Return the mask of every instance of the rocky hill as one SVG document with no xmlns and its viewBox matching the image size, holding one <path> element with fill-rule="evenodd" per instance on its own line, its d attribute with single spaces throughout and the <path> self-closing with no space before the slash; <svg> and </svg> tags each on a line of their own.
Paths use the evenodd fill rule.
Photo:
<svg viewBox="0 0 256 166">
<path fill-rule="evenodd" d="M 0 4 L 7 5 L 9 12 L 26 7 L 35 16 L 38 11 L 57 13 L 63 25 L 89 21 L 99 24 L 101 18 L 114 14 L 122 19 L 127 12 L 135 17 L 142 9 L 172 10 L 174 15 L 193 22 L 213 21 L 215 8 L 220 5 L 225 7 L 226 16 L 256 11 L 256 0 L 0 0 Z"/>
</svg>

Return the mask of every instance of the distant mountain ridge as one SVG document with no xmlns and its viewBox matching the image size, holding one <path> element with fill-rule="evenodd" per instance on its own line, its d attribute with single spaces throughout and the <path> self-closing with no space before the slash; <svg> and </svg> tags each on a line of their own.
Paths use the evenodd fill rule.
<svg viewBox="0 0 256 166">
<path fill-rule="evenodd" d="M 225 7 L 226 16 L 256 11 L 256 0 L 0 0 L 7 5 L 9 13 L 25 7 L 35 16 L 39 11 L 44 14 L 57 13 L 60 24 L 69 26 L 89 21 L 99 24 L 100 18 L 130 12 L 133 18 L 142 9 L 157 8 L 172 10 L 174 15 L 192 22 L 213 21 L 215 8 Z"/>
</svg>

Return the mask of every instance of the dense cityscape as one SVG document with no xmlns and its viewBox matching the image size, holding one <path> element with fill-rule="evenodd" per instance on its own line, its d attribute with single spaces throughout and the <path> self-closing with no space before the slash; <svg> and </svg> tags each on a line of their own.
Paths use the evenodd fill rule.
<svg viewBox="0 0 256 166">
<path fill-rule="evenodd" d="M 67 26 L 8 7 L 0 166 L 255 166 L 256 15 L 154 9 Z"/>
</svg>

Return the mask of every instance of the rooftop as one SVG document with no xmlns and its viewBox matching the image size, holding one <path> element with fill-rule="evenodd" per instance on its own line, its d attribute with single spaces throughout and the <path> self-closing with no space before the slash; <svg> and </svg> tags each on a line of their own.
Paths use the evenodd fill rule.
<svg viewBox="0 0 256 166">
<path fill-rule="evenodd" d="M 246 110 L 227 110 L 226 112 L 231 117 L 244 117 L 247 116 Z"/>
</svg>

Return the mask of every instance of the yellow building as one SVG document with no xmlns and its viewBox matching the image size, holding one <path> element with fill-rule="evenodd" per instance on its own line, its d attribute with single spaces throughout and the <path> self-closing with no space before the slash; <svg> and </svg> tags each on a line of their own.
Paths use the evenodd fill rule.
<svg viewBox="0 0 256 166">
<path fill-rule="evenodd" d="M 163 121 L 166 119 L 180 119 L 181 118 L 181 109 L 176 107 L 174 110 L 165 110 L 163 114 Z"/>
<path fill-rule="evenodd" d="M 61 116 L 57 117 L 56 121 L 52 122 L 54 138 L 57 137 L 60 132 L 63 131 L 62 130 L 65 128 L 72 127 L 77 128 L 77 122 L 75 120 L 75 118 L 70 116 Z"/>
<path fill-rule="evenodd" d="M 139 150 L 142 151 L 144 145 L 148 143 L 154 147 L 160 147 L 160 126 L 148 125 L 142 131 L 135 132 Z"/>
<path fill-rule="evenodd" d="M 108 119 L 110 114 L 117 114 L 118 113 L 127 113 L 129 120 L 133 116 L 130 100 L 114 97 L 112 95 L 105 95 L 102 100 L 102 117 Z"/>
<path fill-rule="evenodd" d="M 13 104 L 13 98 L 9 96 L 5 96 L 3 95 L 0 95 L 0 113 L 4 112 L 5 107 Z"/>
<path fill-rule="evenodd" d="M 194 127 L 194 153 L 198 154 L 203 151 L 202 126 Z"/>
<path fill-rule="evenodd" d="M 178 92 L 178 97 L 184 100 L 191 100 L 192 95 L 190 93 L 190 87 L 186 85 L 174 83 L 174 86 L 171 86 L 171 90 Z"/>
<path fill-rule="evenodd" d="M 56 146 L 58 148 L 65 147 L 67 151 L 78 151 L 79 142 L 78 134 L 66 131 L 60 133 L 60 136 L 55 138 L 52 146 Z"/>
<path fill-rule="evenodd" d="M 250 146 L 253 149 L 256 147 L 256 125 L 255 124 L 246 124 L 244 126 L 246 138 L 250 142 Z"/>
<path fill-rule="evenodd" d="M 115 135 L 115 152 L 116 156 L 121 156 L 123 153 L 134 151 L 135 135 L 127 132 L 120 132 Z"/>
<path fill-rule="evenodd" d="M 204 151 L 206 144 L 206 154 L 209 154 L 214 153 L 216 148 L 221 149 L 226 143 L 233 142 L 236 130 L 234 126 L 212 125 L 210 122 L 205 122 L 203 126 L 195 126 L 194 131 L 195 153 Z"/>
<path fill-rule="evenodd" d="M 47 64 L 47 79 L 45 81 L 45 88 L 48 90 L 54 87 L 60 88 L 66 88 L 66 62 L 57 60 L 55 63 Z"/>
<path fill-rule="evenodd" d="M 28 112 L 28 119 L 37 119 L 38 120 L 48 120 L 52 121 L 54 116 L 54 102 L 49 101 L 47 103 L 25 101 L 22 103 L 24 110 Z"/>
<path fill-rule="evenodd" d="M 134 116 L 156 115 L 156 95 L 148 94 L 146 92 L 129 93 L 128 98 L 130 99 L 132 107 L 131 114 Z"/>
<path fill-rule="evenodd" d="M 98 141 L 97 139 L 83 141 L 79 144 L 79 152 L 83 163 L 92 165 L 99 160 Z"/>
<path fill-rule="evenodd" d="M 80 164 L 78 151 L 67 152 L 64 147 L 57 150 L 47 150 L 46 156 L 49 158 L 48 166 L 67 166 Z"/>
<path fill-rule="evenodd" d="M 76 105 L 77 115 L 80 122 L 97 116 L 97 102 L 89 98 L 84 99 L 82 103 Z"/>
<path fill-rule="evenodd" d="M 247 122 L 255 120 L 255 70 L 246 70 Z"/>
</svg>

## Problem details
Please convert every line of the listing above into a JSON list of strings, one string per line, omitting any blank lines.

## Response below
[
  "Return the mask of every instance of the rocky hill as one SVG document with no xmlns and its viewBox matching the image size, holding one <path> element with fill-rule=\"evenodd\" per instance on its own line, its d attribute with single spaces throughout and the <path> self-closing with no space before the slash; <svg> and </svg> tags each on a line of their own.",
  "Paths use the evenodd fill rule.",
  "Photo:",
  "<svg viewBox=\"0 0 256 166\">",
  "<path fill-rule=\"evenodd\" d=\"M 0 4 L 7 5 L 9 12 L 26 7 L 35 16 L 38 11 L 57 13 L 63 25 L 89 21 L 99 24 L 101 18 L 114 14 L 122 19 L 127 12 L 135 17 L 142 9 L 172 10 L 174 15 L 193 22 L 213 21 L 215 8 L 220 5 L 225 7 L 226 16 L 256 11 L 256 0 L 0 0 Z\"/>",
  "</svg>",
  "Return the mask of every instance of the distant mountain ridge as one SVG document with no xmlns and its viewBox matching the image size, holding one <path> element with fill-rule=\"evenodd\" per instance on its own line, its d attribute with single spaces throughout and the <path> self-closing with no space before the slash; <svg> and </svg> tags each on a line of their own.",
  "Paths use the evenodd fill rule.",
  "<svg viewBox=\"0 0 256 166\">",
  "<path fill-rule=\"evenodd\" d=\"M 225 7 L 226 16 L 256 11 L 256 0 L 0 0 L 7 5 L 9 13 L 25 7 L 35 16 L 39 11 L 44 14 L 57 13 L 60 24 L 69 26 L 89 21 L 99 24 L 100 18 L 130 12 L 133 18 L 142 9 L 157 8 L 172 10 L 174 15 L 192 22 L 213 21 L 215 8 Z\"/>",
  "</svg>",
  "Return the mask of every instance of the dense cityscape as one SVG document with no xmlns and its viewBox matching the image size, holding one <path> element with fill-rule=\"evenodd\" per instance on its own line, its d attribute with single spaces throughout and the <path> self-closing with no space before the slash; <svg> and </svg> tags each on a line of their own.",
  "Paths use the evenodd fill rule.",
  "<svg viewBox=\"0 0 256 166\">",
  "<path fill-rule=\"evenodd\" d=\"M 67 26 L 8 7 L 0 166 L 255 166 L 256 15 L 154 9 Z\"/>",
  "</svg>",
  "Return the mask of every instance of the rooftop as one SVG document with no xmlns and its viewBox matching the image size, holding one <path> element with fill-rule=\"evenodd\" per instance on its own line, its d attribute with single spaces throughout and the <path> self-closing with no space before the slash; <svg> and </svg> tags each on a line of their own.",
  "Paths use the evenodd fill rule.",
  "<svg viewBox=\"0 0 256 166\">",
  "<path fill-rule=\"evenodd\" d=\"M 246 110 L 227 110 L 226 112 L 231 117 L 244 117 L 247 116 Z\"/>",
  "</svg>",
  "Return the mask of every instance of the yellow building as one SVG document with no xmlns and its viewBox matching the image size, holding one <path> element with fill-rule=\"evenodd\" per instance on its own line, its d attribute with single spaces throughout and the <path> self-closing with no space before the slash; <svg> and </svg> tags each on a line of their own.",
  "Paths use the evenodd fill rule.",
  "<svg viewBox=\"0 0 256 166\">",
  "<path fill-rule=\"evenodd\" d=\"M 163 121 L 166 119 L 180 119 L 181 118 L 181 109 L 176 107 L 174 110 L 165 110 L 163 114 Z\"/>",
  "<path fill-rule=\"evenodd\" d=\"M 61 116 L 57 117 L 56 121 L 52 122 L 54 138 L 57 137 L 60 132 L 63 131 L 62 130 L 65 128 L 72 127 L 77 128 L 77 122 L 75 120 L 75 118 L 70 116 Z\"/>",
  "<path fill-rule=\"evenodd\" d=\"M 139 150 L 142 151 L 144 145 L 148 143 L 154 147 L 160 147 L 160 126 L 148 125 L 142 131 L 135 132 Z\"/>",
  "<path fill-rule=\"evenodd\" d=\"M 108 119 L 110 114 L 117 114 L 118 113 L 127 113 L 129 120 L 133 116 L 130 100 L 114 97 L 112 95 L 105 95 L 102 100 L 102 117 Z\"/>",
  "<path fill-rule=\"evenodd\" d=\"M 13 104 L 13 98 L 9 96 L 5 96 L 3 95 L 0 95 L 0 113 L 4 112 L 5 107 Z\"/>",
  "<path fill-rule=\"evenodd\" d=\"M 194 127 L 194 153 L 198 154 L 203 151 L 202 126 Z\"/>",
  "<path fill-rule=\"evenodd\" d=\"M 178 92 L 178 97 L 184 100 L 191 100 L 192 95 L 190 93 L 190 87 L 186 85 L 174 83 L 174 86 L 171 86 L 171 90 Z\"/>",
  "<path fill-rule=\"evenodd\" d=\"M 56 146 L 58 148 L 65 147 L 67 151 L 78 151 L 79 142 L 78 134 L 66 131 L 60 133 L 60 136 L 55 138 L 52 146 Z\"/>",
  "<path fill-rule=\"evenodd\" d=\"M 250 146 L 253 149 L 256 147 L 256 125 L 255 124 L 246 124 L 244 126 L 246 138 L 250 142 Z\"/>",
  "<path fill-rule=\"evenodd\" d=\"M 115 135 L 115 152 L 116 156 L 121 156 L 123 153 L 134 151 L 135 135 L 127 132 L 120 132 Z\"/>",
  "<path fill-rule=\"evenodd\" d=\"M 204 151 L 206 144 L 206 154 L 209 154 L 214 153 L 216 148 L 221 149 L 226 143 L 233 142 L 236 130 L 234 126 L 212 125 L 210 122 L 205 122 L 203 126 L 195 126 L 194 131 L 195 153 Z\"/>",
  "<path fill-rule=\"evenodd\" d=\"M 47 64 L 47 79 L 45 81 L 45 88 L 48 90 L 54 87 L 60 88 L 66 88 L 66 62 L 57 60 L 55 63 Z\"/>",
  "<path fill-rule=\"evenodd\" d=\"M 28 112 L 28 119 L 37 119 L 38 120 L 48 120 L 52 121 L 54 116 L 54 102 L 49 101 L 47 103 L 25 101 L 22 103 L 24 110 Z\"/>",
  "<path fill-rule=\"evenodd\" d=\"M 134 116 L 156 115 L 156 95 L 148 94 L 146 92 L 129 93 L 128 98 L 130 99 L 132 107 L 131 114 Z\"/>",
  "<path fill-rule=\"evenodd\" d=\"M 98 141 L 97 139 L 83 141 L 79 144 L 79 152 L 83 163 L 92 165 L 99 160 Z\"/>",
  "<path fill-rule=\"evenodd\" d=\"M 80 164 L 78 151 L 67 152 L 64 147 L 57 150 L 47 150 L 46 156 L 49 158 L 48 166 L 67 166 Z\"/>",
  "<path fill-rule=\"evenodd\" d=\"M 76 105 L 77 115 L 80 122 L 97 116 L 97 102 L 89 98 L 84 99 L 82 103 Z\"/>",
  "<path fill-rule=\"evenodd\" d=\"M 247 122 L 255 120 L 255 70 L 246 70 Z\"/>",
  "</svg>"
]